Vicepresidente del Pd al Senato. Dieci anni alla guida della Regione Toscana. Bersani ha deciso che sarebbe stato a lui a togliere dalle secche il Pd del Lazio, rimasto senza segretario, eletto con le primarie un anno fa. «Il mio è un incarico a tempo, vorrei contribuire a far tornare questo partito alla normalità e vederlo proiettato verso una nuova stagione di governo», spiega il neo-commissario Vannino Chiti, che usa termini medici per descrivere la situazione presente. Diagnosi, cura…

Come ha trovato il “paziente”?
«Il buono è che il Pd che sto incontrando nei circoli è in gran parte un partito di popolo, ci sono persone di tutte le età, e molti giovani che possono svolgere un ruolo di primo piano. Il male è una iperframmentazione ormai slegata dalle mozioni congressuali, che già non avrebbero più ragione d’essere dopo il congresso, e non riconducibile nemmeno ad aree politico culturali».

A che cosa è riconducibile allora?
«Quando in un partito non si discute, ognuno si organizza come crede. E’ avvenuto nel Pd del Lazio dopo la sconfitta alle elezioni comunali di Roma, a cui si è aggiunta due anni dopo la sconfitta alle regionali: è finito un ciclo, lungo e positivo, ora bisogna gettare le basi per aprire una nuova stagione di governo…».

Come si rimette in sesto un partito?
«Nei prossimi giorni partiranno i congressi dei circoli e provinciali, a dicembre faremo le primarie per scegliere i candidati sindaco del centrosinistra. E poi, tra gennaio e i primi di febbraio, quelle per eleggere il prossimo segretario regionale, la data la decideremo insieme. Nel frattempo, si tratta di fare la diagnosi e di cominciare a individuare la cura. Mi rivolgo ai giovani, in particolare: almeno loro non si rassegnino a iscriversi a questa o a quella corrente come via per emergere».

Renzi dice che sono i vecchi del Pd da rottamare.
«Per me un partito è grande se utilizza tutte le forze che ha. Ma se vogliamo parlare alle persone, giovani compresi, dobbiamo cambiare stile, far corrispondere valori, progetti e comportamenti, aprire una prospettiva politica. I congressi devono servire a questo: a restituire la parola agli iscritti (almeno un terzo delle direzioni provinciali saranno formate da loro), a favorire il rinnovamento e ad aprire la discussione sui grandi temi: lavoro, fisco, scuola, ricerca, etc. Lo schema individuato dal Pd a Varese va calato nel territorio. Nel Lazio affronteremo tre temi cruciali: sanità, mobilità e Roma capitale».

I manifesti del Pd dicono: “Polverini vuole chiudere gli ospedali”. Il Pd non li avrebbe chiusi?

Dati archiviati ::
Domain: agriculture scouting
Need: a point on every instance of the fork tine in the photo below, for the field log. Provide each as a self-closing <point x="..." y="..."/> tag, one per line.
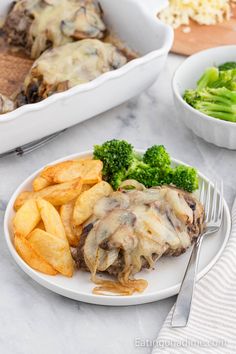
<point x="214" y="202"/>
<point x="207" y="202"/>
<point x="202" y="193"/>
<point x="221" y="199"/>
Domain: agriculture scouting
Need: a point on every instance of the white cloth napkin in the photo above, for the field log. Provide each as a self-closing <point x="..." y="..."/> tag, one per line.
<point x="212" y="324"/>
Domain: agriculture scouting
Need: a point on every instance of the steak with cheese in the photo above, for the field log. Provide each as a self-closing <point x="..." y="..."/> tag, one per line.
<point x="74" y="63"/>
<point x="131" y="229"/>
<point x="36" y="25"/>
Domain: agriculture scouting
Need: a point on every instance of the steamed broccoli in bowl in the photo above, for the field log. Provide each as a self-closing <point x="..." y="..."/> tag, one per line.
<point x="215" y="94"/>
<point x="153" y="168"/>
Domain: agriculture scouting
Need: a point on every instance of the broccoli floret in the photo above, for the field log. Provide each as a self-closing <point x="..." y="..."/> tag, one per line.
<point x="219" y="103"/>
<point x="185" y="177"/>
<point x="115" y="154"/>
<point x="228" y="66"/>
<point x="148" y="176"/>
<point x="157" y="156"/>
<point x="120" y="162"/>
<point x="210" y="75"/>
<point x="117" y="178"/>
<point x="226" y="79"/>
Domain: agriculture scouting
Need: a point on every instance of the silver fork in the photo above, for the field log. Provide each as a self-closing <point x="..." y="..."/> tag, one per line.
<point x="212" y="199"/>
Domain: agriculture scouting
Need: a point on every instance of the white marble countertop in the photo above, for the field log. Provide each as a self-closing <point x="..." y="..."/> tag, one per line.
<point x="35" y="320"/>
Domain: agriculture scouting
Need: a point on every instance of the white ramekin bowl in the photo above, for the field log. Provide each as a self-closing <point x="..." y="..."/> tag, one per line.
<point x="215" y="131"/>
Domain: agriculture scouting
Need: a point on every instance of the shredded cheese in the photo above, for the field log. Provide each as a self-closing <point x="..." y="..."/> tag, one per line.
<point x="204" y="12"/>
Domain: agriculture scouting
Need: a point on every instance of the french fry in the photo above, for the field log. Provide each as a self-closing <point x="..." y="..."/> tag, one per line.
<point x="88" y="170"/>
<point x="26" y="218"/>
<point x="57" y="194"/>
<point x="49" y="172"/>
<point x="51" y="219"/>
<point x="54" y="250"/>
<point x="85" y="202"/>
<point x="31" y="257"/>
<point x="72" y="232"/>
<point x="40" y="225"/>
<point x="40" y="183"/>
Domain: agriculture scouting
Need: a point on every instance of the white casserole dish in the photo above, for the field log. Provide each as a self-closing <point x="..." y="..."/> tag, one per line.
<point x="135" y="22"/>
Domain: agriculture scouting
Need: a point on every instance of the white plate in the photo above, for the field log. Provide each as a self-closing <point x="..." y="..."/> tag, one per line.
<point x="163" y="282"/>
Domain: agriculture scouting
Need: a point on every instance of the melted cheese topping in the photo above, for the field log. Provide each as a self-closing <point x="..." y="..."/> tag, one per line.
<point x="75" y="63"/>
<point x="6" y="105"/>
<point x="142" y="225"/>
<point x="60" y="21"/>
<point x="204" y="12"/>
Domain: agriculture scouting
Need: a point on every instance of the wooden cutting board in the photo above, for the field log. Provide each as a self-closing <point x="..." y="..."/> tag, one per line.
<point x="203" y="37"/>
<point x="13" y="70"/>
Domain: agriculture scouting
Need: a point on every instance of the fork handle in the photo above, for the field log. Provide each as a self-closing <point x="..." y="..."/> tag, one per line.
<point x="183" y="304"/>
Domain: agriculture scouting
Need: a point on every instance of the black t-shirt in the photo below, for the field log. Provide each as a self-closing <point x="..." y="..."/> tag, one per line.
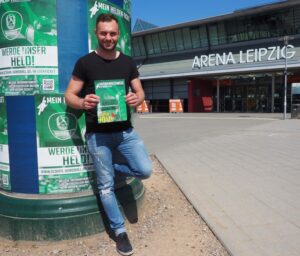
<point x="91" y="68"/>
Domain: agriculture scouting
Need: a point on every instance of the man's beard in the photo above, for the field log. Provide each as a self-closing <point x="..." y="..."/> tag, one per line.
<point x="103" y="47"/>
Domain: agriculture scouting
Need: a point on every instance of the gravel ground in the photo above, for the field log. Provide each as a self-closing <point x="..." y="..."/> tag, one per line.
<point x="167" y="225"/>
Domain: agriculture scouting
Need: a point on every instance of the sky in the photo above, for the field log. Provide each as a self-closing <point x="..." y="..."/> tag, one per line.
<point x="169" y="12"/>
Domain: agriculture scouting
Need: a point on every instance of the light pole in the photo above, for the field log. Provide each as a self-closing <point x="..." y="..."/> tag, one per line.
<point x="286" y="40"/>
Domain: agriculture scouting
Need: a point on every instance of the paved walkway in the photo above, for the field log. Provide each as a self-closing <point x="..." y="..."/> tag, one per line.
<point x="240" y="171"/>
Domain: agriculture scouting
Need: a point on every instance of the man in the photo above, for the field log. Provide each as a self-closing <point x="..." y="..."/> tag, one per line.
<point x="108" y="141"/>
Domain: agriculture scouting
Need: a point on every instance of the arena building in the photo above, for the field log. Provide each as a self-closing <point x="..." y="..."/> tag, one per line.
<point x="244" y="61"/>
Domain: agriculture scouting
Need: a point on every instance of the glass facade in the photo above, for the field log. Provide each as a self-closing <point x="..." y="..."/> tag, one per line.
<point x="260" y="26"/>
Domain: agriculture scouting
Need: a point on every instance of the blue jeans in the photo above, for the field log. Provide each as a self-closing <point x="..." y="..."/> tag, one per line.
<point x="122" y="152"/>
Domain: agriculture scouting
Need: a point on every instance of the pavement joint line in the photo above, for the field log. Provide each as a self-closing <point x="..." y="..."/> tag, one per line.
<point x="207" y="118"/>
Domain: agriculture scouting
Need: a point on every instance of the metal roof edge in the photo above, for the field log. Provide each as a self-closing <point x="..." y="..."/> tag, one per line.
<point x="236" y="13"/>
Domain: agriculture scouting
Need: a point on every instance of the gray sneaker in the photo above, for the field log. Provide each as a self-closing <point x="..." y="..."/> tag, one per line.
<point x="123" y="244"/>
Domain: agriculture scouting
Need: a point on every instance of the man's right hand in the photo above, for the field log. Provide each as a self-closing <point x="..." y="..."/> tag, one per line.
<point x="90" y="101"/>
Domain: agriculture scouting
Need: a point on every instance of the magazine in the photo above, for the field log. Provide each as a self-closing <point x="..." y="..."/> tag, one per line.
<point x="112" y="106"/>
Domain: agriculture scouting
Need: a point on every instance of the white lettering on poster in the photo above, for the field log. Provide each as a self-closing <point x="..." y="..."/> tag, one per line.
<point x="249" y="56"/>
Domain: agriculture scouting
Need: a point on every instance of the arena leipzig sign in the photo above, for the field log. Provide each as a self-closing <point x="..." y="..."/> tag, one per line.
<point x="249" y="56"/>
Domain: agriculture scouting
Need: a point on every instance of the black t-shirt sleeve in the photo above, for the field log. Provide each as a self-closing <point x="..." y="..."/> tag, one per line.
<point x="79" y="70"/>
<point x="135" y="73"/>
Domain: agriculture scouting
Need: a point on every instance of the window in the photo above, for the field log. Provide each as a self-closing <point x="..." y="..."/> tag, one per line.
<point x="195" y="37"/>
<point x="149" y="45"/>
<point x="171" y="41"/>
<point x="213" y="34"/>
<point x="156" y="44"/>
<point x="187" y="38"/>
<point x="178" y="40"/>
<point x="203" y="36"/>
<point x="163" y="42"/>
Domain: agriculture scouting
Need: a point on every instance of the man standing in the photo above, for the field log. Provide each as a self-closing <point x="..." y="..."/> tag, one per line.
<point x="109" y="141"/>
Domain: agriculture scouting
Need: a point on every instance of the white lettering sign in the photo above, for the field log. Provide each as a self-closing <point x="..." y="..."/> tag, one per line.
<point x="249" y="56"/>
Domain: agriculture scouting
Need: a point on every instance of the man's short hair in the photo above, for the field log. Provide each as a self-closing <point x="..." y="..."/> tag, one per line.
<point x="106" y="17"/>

Consegna ::
In base all'intervista a Vannino Chiti, risponda brevemente alle domande seguenti.
(a) Per quanti anni Chiti è stato alla guida della Regione Toscana?
(b) In quale mese si terranno le primarie per scegliere i candidati sindaco del centrosinistra?
(c) Quali sono i tre temi cruciali che il Pd affronterà nel Lazio?
I record non hanno alcun ruolo in questa attività.

Soluzione svolta ::
(a) Dieci anni.
(b) A dicembre.
(c) Sanità, mobilità e Roma capitale.